** begin EXCERPT **

Re: What to do about newlines in attribute values?

On Sat, Sep 15, 2012 at 3:31 AM, Uche Ogbuji <uche@ogbuji.net> wrote:

>
> And I want to reiterate that for me the compatibility goal means all
> MicroXML docs are WF XML.  I don not think we should be constrained to have
> a fully backward compatible data model, though I agree we should carefully
> consider each DM incompatibility we introduce (as we're doing in this case).
>

I would put things slightly differently.  I think compatibility with the
data model is a goal, but it's not a hard constraint: we might not achieve
it fully when it conflicts with other goals.

This issue is very difficult because it involves conflicting goals.

(a) normalize newlines/tabs to spaces: this conflicts with our goal to
minimize the ugliness/weirdness in MicroXML (we ought to formulate this as
an explicit design goal)

(b) no literal tabs and newlines in attribute values: this conflicts with
our goal of supporting authoring in plain text editors; the forbidding tabs
aspect also conflicts (to a lesser extent) with our goal to minimize
ugliness/weirdness

(c) newlines in attribute values allowed and left as newlines: this
conflicts with the goal of data model compatibility

How bad is (c)?

- it's an uncorrectable difference in parsing; you cannot fix it up with a
post-parsing stage, because newlines/tabs that are entered as numeric
character references are preserved in XML, and the data model does not tell
you which characters came from numeric character

- any difference in parsing however slight does make a difference for some
applications like digital signatures

- with our hardline approach in excluding XML Namespaces, this is currently
the only data model incompatibility: there's a big difference between being
100% compatible and being anything less; in the former case users don't
have to think about the issue at all

- being 100% compatible would make the "marketing" message much crisper and
easier to understand

On the other hand

- I don't think any users would actually want the XML behaviour

- I suspect applications that deal with token lists will handle newlines
and tabs just fine (anything that follows either the XML Schema rules on
lists or the RELAX NG rules will handle them)

The tab issue makes (b) less attractive to me.

As for (a), it also seems really bad to me: this would be the only thing in
the rules of how to construct the data model from a WF MicroXML document
that would be totally surprising to somebody unfamiliar with XML.

I think my preference is (c).

James

Received on Saturday, 15 September 2012 03:26:32 UTC

** end EXCERPT **
** begin SOURCE EXCERPT **

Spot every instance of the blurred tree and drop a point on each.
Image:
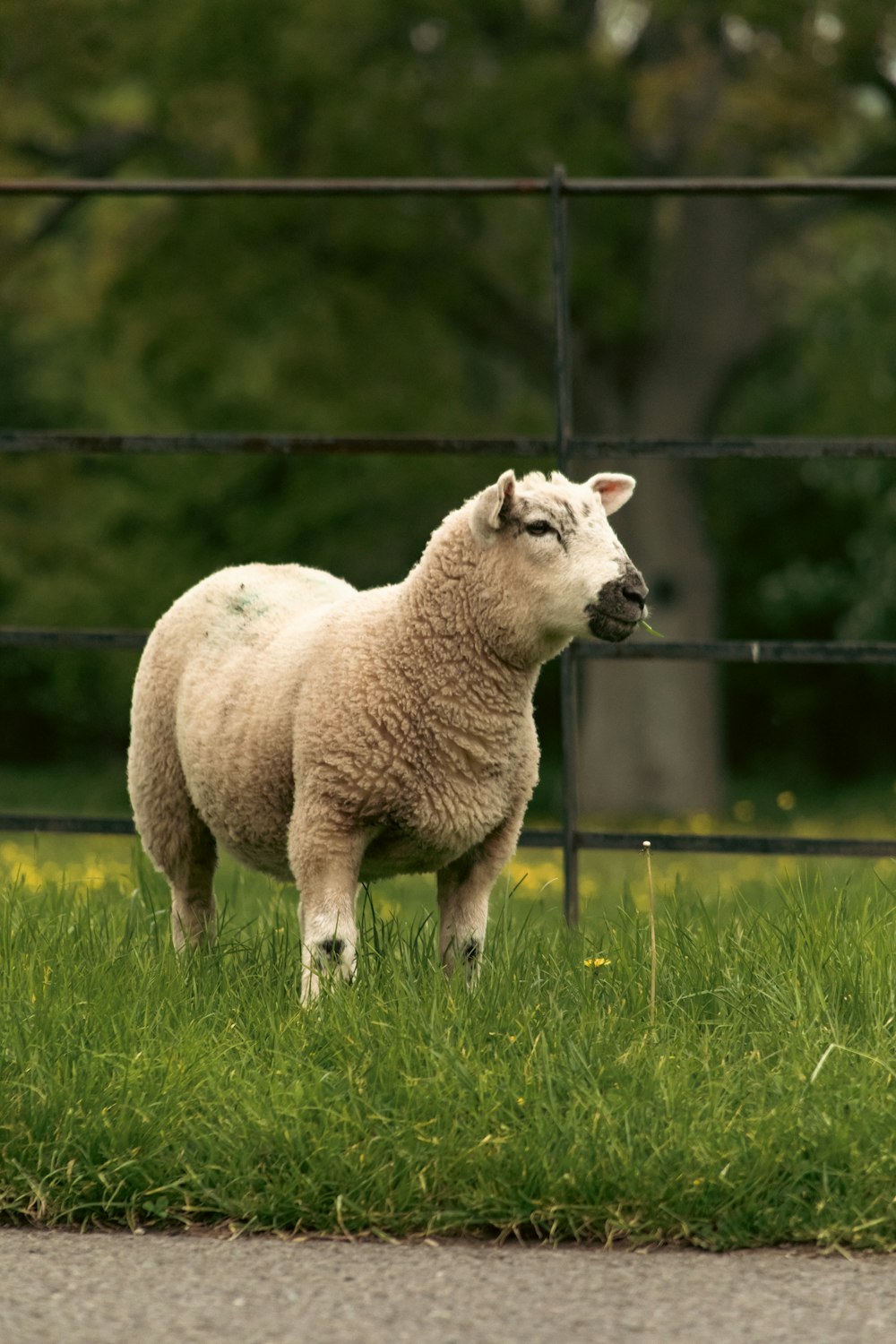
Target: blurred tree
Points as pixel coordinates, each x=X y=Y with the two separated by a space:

** end SOURCE EXCERPT **

§ **INSTRUCTION**:
Change "carefully" to "thoroughly" in the message on newlines in attribute values, and give that message again from "On Sat, Sep" to "in this case).".

§ **OUTPUT**:
On Sat, Sep 15, 2012 at 3:31 AM, Uche Ogbuji <uche@ogbuji.net> wrote:

>
> And I want to reiterate that for me the compatibility goal means all
> MicroXML docs are WF XML.  I don not think we should be constrained to have
> a fully backward compatible data model, though I agree we should thoroughly
> consider each DM incompatibility we introduce (as we're doing in this case).